** PROBLEM TO SOLVE **
Please count the lines below that contain the word "mirror" and reply with only that number.

** MATERIAL PROVIDED **
>>>>

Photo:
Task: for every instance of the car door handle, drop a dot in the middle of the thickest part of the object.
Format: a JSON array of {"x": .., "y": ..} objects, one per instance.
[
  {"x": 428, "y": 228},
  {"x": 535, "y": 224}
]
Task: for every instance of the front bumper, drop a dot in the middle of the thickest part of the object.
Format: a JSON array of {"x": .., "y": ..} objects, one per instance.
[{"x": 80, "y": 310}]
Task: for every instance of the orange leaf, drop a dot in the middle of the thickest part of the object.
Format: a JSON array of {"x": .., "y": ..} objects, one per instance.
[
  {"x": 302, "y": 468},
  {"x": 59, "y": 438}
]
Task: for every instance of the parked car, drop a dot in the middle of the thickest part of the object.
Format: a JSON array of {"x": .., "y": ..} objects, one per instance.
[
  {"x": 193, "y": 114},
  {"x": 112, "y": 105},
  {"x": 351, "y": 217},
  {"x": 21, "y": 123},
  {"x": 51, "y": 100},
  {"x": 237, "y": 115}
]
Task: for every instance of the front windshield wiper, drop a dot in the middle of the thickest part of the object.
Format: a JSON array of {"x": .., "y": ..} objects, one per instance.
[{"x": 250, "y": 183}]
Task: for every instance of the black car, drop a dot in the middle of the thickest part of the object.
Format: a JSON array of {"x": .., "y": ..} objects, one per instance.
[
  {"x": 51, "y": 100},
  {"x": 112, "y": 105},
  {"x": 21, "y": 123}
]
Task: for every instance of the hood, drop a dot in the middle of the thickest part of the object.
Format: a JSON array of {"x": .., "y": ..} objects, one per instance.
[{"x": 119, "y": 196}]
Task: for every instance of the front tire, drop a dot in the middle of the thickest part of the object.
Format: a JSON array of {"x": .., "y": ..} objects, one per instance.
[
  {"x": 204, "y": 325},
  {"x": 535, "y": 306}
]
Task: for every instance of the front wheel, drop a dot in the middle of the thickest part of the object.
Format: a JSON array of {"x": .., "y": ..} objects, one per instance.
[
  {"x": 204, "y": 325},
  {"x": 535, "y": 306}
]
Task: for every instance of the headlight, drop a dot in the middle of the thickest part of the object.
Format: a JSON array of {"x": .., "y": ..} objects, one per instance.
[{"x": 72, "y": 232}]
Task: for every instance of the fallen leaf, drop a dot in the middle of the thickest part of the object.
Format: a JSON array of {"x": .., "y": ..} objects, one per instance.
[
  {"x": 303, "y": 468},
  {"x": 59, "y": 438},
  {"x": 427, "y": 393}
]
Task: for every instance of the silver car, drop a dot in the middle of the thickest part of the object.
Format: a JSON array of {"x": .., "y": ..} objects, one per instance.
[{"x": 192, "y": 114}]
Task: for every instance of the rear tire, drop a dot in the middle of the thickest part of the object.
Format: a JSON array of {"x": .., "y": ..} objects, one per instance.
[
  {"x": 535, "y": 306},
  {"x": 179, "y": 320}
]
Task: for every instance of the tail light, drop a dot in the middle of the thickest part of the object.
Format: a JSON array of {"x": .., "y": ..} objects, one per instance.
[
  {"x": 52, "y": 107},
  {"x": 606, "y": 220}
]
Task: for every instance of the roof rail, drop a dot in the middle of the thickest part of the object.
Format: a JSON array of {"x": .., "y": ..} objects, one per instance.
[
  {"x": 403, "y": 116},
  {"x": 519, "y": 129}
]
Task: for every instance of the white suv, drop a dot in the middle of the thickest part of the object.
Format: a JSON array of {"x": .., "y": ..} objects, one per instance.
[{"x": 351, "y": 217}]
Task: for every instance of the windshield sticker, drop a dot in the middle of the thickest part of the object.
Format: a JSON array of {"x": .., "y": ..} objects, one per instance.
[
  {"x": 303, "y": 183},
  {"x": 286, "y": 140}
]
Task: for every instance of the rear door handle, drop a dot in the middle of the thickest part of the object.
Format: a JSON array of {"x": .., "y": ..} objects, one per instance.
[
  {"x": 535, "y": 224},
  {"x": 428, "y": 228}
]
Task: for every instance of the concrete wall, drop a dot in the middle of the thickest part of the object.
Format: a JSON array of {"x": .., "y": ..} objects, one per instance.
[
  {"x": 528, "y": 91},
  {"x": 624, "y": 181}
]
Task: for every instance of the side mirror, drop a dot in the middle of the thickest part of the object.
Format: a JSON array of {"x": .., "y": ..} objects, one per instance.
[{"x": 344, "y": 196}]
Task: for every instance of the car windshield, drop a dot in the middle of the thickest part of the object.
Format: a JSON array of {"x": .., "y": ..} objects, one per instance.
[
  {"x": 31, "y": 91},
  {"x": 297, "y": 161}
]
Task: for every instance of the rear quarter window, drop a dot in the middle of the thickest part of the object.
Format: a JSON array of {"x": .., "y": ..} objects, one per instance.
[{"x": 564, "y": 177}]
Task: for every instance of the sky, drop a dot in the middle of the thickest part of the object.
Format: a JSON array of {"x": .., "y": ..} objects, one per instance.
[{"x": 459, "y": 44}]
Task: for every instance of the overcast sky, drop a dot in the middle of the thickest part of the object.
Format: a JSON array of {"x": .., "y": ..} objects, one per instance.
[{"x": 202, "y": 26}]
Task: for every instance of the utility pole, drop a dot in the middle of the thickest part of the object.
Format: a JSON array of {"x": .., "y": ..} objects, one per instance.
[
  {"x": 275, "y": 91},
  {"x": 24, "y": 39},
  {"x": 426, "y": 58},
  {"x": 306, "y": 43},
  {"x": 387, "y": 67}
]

<<<<
>>>>

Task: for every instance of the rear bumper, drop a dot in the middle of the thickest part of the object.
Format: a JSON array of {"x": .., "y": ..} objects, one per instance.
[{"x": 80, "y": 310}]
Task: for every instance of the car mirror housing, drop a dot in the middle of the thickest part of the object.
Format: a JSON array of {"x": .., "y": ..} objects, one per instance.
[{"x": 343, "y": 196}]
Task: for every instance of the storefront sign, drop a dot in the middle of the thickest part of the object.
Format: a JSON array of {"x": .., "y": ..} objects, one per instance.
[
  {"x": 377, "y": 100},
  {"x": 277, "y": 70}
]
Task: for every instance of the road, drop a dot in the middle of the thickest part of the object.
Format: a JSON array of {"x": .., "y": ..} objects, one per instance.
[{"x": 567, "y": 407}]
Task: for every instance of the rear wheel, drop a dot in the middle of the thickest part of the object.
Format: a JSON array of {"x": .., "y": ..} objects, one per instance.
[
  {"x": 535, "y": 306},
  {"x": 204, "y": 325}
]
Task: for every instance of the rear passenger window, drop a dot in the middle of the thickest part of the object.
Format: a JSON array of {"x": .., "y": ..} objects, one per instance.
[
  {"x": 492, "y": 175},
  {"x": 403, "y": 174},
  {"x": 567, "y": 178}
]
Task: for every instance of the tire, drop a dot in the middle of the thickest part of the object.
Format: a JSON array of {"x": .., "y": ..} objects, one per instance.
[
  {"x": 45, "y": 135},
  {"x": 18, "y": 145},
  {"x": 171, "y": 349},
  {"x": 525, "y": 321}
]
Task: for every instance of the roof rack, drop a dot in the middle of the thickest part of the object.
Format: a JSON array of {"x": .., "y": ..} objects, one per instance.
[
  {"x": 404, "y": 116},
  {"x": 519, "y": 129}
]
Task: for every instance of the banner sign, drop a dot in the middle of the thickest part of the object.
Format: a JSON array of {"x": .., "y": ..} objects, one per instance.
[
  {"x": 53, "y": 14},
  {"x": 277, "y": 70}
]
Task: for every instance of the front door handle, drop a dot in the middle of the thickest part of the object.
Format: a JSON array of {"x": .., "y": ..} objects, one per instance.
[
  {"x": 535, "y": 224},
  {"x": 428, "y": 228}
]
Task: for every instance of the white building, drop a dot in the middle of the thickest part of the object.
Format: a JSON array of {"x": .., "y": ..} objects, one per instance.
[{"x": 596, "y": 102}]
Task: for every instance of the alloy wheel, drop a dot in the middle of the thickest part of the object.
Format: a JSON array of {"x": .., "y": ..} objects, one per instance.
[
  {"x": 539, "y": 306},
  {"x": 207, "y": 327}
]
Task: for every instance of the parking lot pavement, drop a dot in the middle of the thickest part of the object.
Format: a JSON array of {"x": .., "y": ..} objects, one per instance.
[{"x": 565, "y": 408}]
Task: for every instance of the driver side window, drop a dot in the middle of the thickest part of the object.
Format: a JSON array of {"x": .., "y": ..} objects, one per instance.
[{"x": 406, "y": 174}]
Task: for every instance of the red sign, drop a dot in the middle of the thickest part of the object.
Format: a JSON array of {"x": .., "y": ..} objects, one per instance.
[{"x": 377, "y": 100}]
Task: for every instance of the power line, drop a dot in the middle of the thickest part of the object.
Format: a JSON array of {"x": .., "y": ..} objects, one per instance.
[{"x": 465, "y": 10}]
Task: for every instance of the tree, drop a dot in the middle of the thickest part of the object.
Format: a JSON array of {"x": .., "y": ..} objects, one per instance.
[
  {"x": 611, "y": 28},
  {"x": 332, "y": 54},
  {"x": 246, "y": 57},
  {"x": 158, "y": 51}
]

<<<<
>>>>

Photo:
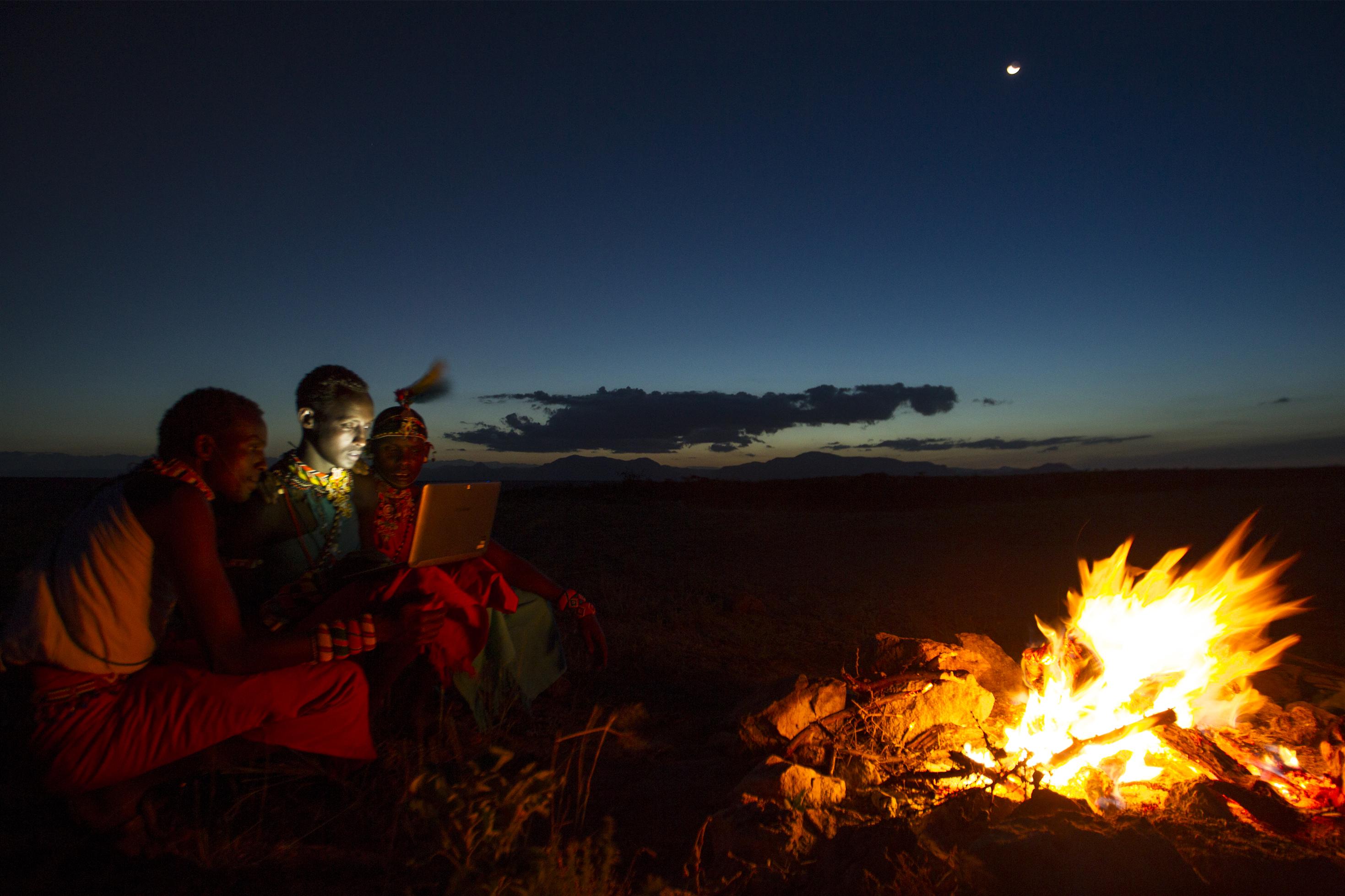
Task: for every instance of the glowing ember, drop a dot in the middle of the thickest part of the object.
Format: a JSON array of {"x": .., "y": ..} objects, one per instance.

<<<<

** RESULT FOR THIS EXERCISE **
2